TEXT EXTRACT:
* * * *
Re: Multi-Column List Partitioning

From: Amit Langote <amitlangote09(at)gmail(dot)com>
To: Nitin Jadhav <nitinjadhavpostgres(at)gmail(dot)com>
Cc: Pg Hackers <pgsql-hackers(at)postgresql(dot)org>
Subject: Re: Multi-Column List Partitioning
Date: 2021-06-11 03:37:54
Message-ID: CA+HiwqFGBQgaeZWSgX_ouLc-cSsRGEMqDVZarN2-er38YyYLCw@mail.gmail.com
Views: Raw Message | Whole Thread | Download mbox | Resend email
Thread:
Lists: pgsql-hackers

Hi Nitin,

On Thu, Jun 3, 2021 at 11:45 PM Nitin Jadhav
<nitinjadhavpostgres(at)gmail(dot)com> wrote:
> > I'll wait for you to post a new patch addressing at least the comments
> > in my earlier email. Also, please make sure to run `make check`
> > successfully before posting the patch. :)
>
> I have fixed all of the review comments given by you and Jeevan in the
> attached patch and also the attached patch contains more changes
> compared to the previous patch. Following are the implementation
> details.

Thanks for the updated version.

> 1. Regarding syntax, the existing syntax will work fine for the
> single-column list partitioning. However I have used the new syntax
> for the multi-column list partitioning as we discussed earlier. I have
> used a combination of 'AND' and 'OR' logic for the partition
> constraints as given in the below example.
>
> postgres(at)17503=#create table t(a int, b text) partition by list(a,b);
> CREATE TABLE
> postgres(at)17503=#create table t1 partition of t for values in ((1,'a'),
> (NULL,'b'));
> CREATE TABLE
> postgres(at)17503=#\d+ t
> Partitioned table "public.t"
* * * *
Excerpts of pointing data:
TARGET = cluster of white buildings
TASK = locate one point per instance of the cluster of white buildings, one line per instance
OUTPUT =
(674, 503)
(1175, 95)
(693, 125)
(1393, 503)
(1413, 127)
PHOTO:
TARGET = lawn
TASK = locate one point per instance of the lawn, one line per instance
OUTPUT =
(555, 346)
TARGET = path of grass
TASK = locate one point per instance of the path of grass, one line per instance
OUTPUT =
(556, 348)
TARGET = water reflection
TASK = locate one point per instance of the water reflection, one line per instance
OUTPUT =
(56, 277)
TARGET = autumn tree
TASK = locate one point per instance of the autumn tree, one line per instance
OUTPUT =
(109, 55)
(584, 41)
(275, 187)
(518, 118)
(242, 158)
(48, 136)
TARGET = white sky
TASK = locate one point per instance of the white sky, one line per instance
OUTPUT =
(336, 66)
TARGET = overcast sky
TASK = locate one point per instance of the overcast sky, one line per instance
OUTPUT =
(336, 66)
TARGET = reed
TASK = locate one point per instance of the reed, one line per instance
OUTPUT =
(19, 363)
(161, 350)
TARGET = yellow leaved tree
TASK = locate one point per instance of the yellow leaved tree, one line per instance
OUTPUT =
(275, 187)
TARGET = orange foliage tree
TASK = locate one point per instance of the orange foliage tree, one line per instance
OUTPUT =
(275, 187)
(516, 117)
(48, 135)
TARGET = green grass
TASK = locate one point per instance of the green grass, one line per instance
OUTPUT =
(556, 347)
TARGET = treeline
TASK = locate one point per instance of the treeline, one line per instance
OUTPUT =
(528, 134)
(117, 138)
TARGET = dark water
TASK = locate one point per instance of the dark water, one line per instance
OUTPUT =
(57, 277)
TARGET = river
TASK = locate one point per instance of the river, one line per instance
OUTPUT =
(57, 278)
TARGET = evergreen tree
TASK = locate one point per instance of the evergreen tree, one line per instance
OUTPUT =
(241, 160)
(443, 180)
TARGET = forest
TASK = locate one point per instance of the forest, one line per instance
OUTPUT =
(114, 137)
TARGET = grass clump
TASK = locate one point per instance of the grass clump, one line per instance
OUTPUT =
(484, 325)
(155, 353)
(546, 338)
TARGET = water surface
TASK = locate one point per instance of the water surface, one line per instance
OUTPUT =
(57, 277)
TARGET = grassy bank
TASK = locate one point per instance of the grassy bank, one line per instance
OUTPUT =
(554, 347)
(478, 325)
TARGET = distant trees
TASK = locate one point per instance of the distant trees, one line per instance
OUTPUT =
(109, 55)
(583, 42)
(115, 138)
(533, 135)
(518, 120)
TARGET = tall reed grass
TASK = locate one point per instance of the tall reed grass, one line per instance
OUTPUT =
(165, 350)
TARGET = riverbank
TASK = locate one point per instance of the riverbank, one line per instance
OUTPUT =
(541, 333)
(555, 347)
* * * *
SET OF TASKS:
[1] Why, according to the multi-column list partitioning message, does the patch keep the existing syntax for single-column list partitioning but use a new syntax for the multi-column case?
[2] Please write the next part of the multi-column list partitioning message, picking up right after its final line.

EXERCISE RESULTS:
[1] The existing syntax works fine for single-column list partitioning. The new syntax is used for multi-column list partitioning because the participants had already agreed on it in their earlier discussion.

[2]
> Column | Type | Collation | Nullable | Default | Storage |
> Compression | Stats target | Description
> --------+---------+-----------+----------+---------+----------+-------------+--------------+-------------
> a | integer | | | | plain |
> | |
> b | text | | | | extended |
> | |
> Partition key: LIST (a, b)
> Partitions: t1 FOR VALUES IN ((1, 'a'), (NULL, 'b'))
>
> postgres(at)17503=#\d+ t1
> Table "public.t1"
> Column | Type | Collation | Nullable | Default | Storage |
> Compression | Stats target | Description
> --------+---------+-----------+----------+---------+----------+-------------+--------------+-------------
> a | integer | | | | plain |
> | |
> b | text | | | | extended |
> | |
> Partition of: t FOR VALUES IN ((1, 'a'), (NULL, 'b'))
> Partition constraint: (((a = 1) AND (b = 'a'::text)) OR ((a IS NULL)
> AND (b = 'b'::text)))
> Access method: heap

The constraint expressions seem to come out correctly, though I
haven't checked your implementation closely yet.

> 2. In the existing code, NULL values were handled differently. It was
> not added to the 'datums' variable, rather used to store the partition
> index directly in the 'null_index' variable. Now there is a
> possibility of multiple NULL values, hence introducing a new member
> 'isnulls' in the 'PartitionBoundInfoData' struct which indicates
> whether the corresponding element in the 'datums' is NULL. Now
> 'null_index' cannot be used directly to store the partition index, so
> removed it and made the necessary changes in multiple places.
>
> 3. I have added test cases for 'create table' and 'insert' statements
> related to multi-column list partitioning and these are working fine
> with 'make check'.
>
> 4. Handled the partition pruning code to accommodate these changes for
> single-column list partitioning. However it is pending for
> multi-column list partitioning.
>
> 5. I have done necessary changes in partition wise join related code
> to accommodate for single-column list partitioning. However it is
> pending for multi-column list partitioning.
>
> Kindly review the patch and let me know if any changes are required.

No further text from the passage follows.